----- Dati di partenza

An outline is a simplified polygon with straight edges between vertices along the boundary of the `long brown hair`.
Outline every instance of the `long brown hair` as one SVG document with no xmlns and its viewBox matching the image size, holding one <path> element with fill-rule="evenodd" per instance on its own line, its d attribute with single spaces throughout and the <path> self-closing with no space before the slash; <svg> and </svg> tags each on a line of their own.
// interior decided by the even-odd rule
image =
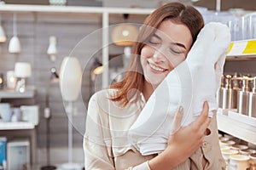
<svg viewBox="0 0 256 170">
<path fill-rule="evenodd" d="M 147 17 L 141 27 L 137 41 L 133 47 L 132 54 L 136 56 L 131 60 L 130 70 L 126 71 L 121 82 L 110 86 L 110 88 L 118 89 L 117 93 L 110 99 L 112 101 L 119 101 L 123 106 L 125 106 L 129 103 L 128 94 L 132 89 L 143 92 L 144 76 L 140 63 L 142 48 L 155 32 L 155 29 L 167 19 L 186 26 L 191 32 L 193 43 L 196 40 L 199 31 L 204 26 L 201 14 L 191 6 L 184 6 L 180 3 L 170 3 L 154 10 Z"/>
</svg>

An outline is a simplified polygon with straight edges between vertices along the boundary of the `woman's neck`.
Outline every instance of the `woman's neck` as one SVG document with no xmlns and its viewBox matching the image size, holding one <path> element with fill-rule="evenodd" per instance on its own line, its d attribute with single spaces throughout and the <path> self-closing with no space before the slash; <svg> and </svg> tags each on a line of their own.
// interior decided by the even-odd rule
<svg viewBox="0 0 256 170">
<path fill-rule="evenodd" d="M 148 82 L 146 80 L 144 80 L 144 81 L 145 82 L 144 82 L 144 85 L 143 85 L 143 94 L 144 99 L 147 102 L 156 87 L 153 86 L 151 83 Z"/>
</svg>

----------

▸ **Compito**: Per favore, riporta tutte le voci qui sopra come CSV a due colonne, richiesta e risposta, con una riga per voce: il testo e la relativa risposta vanno ciascuno in un unico campo tra virgolette, con gli a capo sostituiti da spazi. Escludi le immagini dalla risposta.

▸ **Soluzione**:
richiesta,risposta
"An outline is a simplified polygon with straight edges between vertices along the boundary of the `long brown hair`. Outline every instance of the `long brown hair` as one SVG document with no xmlns and its viewBox matching the image size, holding one <path> element with fill-rule=""evenodd"" per instance on its own line, its d attribute with single spaces throughout and the <path> self-closing with no space before the slash; <svg> and </svg> tags each on a line of their own. // interior decided by the even-odd rule image =","<svg viewBox=""0 0 256 170""> <path fill-rule=""evenodd"" d=""M 147 17 L 141 27 L 137 41 L 133 47 L 132 54 L 136 56 L 131 60 L 130 70 L 126 71 L 121 82 L 110 86 L 110 88 L 118 89 L 117 93 L 110 99 L 112 101 L 119 101 L 123 106 L 125 106 L 129 103 L 128 94 L 132 89 L 143 92 L 144 76 L 140 63 L 142 48 L 155 32 L 155 29 L 167 19 L 186 26 L 191 32 L 193 43 L 196 40 L 199 31 L 204 26 L 201 14 L 191 6 L 184 6 L 180 3 L 170 3 L 154 10 Z""/> </svg>"
"An outline is a simplified polygon with straight edges between vertices along the boundary of the `woman's neck`. Outline every instance of the `woman's neck` as one SVG document with no xmlns and its viewBox matching the image size, holding one <path> element with fill-rule=""evenodd"" per instance on its own line, its d attribute with single spaces throughout and the <path> self-closing with no space before the slash; <svg> and </svg> tags each on a line of their own. // interior decided by the even-odd rule","<svg viewBox=""0 0 256 170""> <path fill-rule=""evenodd"" d=""M 148 82 L 146 80 L 144 80 L 144 81 L 145 82 L 144 82 L 144 85 L 143 85 L 143 94 L 144 99 L 147 102 L 156 87 L 153 86 L 151 83 Z""/> </svg>"